Exercise aim -
Continue the gallery announcement about Pat O'Neill's Art Basel exhibition, below, from the point where it stops.

Page excerpt -

= Beginning of Section =

For the Feature section of Art Basel 2016, Cherry and Martin is proud to present a solo exhibition of the work of Pat O’Neill (b. 1939, Los Angeles).
Long recognized as a pioneer in avant-garde film, Pat O'Neill is probably the first American to receive an MA in moving image art. Cherry and Martin's presentation will include a new 3-channel edit of O’Neill’s landmark film "Saugus Series" (1974); the monumental fiberglass sculpture, "Large Sweep (1012 Pico Series)” (1968); and a selection of transparency works and collages, 1965 to the present.
A friend and peer of Robert Heinecken, Pat O'Neill was in close conversation with the Bay Area-based Bruce Conner, East Coast filmmakers like Paul Sharits and Hollis Frampton, and a diverse group of LA-based artists loosely experimenting with the interaction between photography, installation and film. The five decades of Pat O'Neill's work reveal his keen interest in expanded photographic practice and its applications for both film and sculpture. As Manohla Dargis of The New York Times notes, in the late 60s O'Neill, "introduced optical printing into his work, a step that allowed him to maximize the medium's plasticity several decades before computer-based composition systems made image manipulation widely accessible. In an optical printer, filmed images are copied onto raw film stock, allowing the filmmaker to subject the images to an array of photographic techniques, including fades and multiple exposures. Optical printers have various industrial uses, but one distinct advantage for film artists is that they allow them to manipulate live-action images the way animators do.”

= End of Section =

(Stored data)
= Beginning of Section =

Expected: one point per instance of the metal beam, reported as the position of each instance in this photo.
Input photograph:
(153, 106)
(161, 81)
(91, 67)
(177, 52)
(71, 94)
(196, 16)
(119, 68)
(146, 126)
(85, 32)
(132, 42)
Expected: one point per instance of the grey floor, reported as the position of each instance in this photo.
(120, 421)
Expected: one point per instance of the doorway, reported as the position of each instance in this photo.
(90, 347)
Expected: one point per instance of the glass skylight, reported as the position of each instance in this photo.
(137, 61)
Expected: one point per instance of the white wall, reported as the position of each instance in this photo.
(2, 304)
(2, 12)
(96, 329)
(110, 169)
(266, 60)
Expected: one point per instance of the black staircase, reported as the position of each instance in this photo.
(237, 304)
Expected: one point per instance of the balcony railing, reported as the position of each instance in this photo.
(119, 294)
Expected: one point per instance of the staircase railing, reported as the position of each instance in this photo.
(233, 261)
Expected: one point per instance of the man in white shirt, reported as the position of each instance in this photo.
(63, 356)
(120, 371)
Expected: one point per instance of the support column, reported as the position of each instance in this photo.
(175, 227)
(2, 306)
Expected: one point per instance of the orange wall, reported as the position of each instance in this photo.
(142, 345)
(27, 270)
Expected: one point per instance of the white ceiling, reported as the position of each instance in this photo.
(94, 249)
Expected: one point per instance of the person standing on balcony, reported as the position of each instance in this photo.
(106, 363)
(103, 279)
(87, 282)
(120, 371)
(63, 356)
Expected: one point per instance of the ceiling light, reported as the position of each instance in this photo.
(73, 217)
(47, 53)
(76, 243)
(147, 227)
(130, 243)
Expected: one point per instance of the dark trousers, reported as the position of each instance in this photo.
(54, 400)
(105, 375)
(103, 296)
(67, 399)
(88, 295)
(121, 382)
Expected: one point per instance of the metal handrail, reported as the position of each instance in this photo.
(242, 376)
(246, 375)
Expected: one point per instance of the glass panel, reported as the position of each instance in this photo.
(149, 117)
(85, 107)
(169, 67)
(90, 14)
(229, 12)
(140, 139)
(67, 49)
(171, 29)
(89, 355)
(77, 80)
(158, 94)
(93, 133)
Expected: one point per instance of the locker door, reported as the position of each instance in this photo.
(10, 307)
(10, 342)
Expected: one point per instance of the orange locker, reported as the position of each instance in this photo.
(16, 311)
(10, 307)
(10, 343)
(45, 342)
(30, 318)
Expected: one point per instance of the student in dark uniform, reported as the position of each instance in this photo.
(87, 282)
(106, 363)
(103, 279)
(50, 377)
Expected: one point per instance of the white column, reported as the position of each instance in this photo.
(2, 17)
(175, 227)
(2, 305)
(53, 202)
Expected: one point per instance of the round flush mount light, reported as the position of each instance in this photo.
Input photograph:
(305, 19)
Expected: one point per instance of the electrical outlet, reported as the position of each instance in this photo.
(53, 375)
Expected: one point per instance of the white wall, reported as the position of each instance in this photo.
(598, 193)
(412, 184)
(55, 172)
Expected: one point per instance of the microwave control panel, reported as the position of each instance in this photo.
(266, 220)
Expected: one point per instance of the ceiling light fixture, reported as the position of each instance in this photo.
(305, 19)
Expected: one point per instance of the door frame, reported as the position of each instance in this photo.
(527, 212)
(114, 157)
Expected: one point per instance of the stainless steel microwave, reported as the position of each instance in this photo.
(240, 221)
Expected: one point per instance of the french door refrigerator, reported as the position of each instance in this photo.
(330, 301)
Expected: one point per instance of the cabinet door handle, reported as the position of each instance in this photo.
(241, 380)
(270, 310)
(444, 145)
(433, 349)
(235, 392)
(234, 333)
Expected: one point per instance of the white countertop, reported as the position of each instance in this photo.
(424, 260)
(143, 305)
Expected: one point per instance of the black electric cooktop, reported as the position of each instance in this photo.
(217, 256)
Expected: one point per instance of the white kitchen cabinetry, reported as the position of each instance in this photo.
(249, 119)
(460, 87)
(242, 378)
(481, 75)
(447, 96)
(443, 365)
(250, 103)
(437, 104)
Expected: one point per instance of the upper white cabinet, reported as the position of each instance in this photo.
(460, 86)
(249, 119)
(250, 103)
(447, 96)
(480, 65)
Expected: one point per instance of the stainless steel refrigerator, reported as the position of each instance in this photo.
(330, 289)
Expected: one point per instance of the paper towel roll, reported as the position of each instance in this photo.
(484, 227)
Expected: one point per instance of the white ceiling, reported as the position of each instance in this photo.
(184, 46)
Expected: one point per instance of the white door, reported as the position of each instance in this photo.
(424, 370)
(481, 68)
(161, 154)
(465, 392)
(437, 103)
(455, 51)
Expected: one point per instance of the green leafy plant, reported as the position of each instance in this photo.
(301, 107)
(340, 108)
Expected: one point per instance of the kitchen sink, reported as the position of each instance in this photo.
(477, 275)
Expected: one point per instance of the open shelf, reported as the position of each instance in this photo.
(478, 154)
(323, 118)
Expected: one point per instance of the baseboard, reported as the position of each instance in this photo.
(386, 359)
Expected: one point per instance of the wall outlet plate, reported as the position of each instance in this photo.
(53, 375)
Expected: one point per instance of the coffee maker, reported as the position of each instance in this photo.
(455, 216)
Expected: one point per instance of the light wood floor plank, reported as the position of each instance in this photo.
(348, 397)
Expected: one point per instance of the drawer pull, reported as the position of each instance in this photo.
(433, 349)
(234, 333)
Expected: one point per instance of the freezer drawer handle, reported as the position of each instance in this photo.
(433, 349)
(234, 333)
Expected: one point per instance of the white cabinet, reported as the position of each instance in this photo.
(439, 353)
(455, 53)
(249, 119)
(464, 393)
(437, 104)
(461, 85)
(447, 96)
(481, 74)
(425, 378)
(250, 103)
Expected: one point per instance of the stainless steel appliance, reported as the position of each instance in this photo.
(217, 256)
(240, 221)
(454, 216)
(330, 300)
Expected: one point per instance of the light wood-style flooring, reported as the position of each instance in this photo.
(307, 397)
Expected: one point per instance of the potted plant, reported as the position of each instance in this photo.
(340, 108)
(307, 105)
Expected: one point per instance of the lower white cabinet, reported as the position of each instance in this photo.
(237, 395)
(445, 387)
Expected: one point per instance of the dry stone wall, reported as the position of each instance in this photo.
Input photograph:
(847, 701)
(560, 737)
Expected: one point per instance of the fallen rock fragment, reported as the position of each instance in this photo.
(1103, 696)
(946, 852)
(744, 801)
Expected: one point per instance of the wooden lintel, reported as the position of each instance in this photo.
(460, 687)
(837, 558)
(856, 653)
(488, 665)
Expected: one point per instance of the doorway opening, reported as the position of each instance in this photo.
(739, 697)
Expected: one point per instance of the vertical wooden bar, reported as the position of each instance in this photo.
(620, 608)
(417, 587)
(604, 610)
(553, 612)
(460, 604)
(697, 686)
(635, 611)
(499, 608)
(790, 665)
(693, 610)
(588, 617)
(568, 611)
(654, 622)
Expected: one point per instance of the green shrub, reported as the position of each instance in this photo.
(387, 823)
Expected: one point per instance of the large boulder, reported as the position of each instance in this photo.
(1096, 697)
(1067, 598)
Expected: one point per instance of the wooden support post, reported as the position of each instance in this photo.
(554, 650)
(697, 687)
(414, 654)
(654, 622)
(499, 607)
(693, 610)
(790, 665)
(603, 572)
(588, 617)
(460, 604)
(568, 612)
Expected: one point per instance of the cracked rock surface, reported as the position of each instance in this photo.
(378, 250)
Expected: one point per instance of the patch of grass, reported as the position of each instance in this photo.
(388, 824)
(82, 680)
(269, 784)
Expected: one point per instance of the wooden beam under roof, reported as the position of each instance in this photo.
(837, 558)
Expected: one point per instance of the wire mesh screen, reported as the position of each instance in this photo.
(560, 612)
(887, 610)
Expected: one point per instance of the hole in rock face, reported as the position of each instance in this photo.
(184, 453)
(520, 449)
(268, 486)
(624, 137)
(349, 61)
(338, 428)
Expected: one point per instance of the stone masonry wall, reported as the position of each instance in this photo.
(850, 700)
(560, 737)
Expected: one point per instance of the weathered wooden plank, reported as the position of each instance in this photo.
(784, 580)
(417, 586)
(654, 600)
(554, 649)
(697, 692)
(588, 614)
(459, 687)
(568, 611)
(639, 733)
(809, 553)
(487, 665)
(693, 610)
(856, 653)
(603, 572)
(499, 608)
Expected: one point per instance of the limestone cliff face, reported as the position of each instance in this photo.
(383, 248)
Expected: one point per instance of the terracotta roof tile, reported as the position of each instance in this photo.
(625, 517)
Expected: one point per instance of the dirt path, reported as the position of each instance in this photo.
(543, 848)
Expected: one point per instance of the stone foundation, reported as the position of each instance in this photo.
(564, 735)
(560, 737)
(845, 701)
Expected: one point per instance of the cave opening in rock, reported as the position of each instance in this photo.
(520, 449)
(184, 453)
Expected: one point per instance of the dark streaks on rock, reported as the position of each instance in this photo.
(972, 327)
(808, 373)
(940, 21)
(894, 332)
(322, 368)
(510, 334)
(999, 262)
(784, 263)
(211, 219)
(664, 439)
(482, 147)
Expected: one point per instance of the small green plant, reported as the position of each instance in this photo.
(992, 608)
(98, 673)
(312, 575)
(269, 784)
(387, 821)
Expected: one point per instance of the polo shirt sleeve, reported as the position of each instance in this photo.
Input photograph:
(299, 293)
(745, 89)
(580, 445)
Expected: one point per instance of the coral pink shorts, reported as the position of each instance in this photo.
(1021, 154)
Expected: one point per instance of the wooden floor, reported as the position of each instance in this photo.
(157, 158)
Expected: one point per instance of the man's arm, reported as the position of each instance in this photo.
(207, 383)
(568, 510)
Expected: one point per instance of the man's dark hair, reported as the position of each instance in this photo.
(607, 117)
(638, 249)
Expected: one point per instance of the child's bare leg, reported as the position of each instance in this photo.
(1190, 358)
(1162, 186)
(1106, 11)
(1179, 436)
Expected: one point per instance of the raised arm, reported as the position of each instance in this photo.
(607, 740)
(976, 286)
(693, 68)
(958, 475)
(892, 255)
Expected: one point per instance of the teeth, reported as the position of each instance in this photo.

= End of Section =

Response to this task -
"Saugus Series" takes on Los Angeles as an uncertain subject, a displaced location in space and time. Shot in and around the city and other locations in California with "the intent to produce "synthetic" depictions of locations made up of multiple and disparate parts," O'Neill combines the visual effects with a visceral soundtrack that demands the total attention of the viewer. As O'Neill writes, the goal is to "present an image that is both clearly understood and obviously altered. Altering the imagery from its original photographic state raises inevitable questions concerning its reception: What are we to believe? How is a representation changed by proximity with another? How does contradiction, itself, represent our experience?" He goes on to point out that, "My films share some of the concerns of other experimental filmmakers worldwide: defining parameters for the representation of space and time, exploiting personal experience as metaphor, using archival materials in a restated context.”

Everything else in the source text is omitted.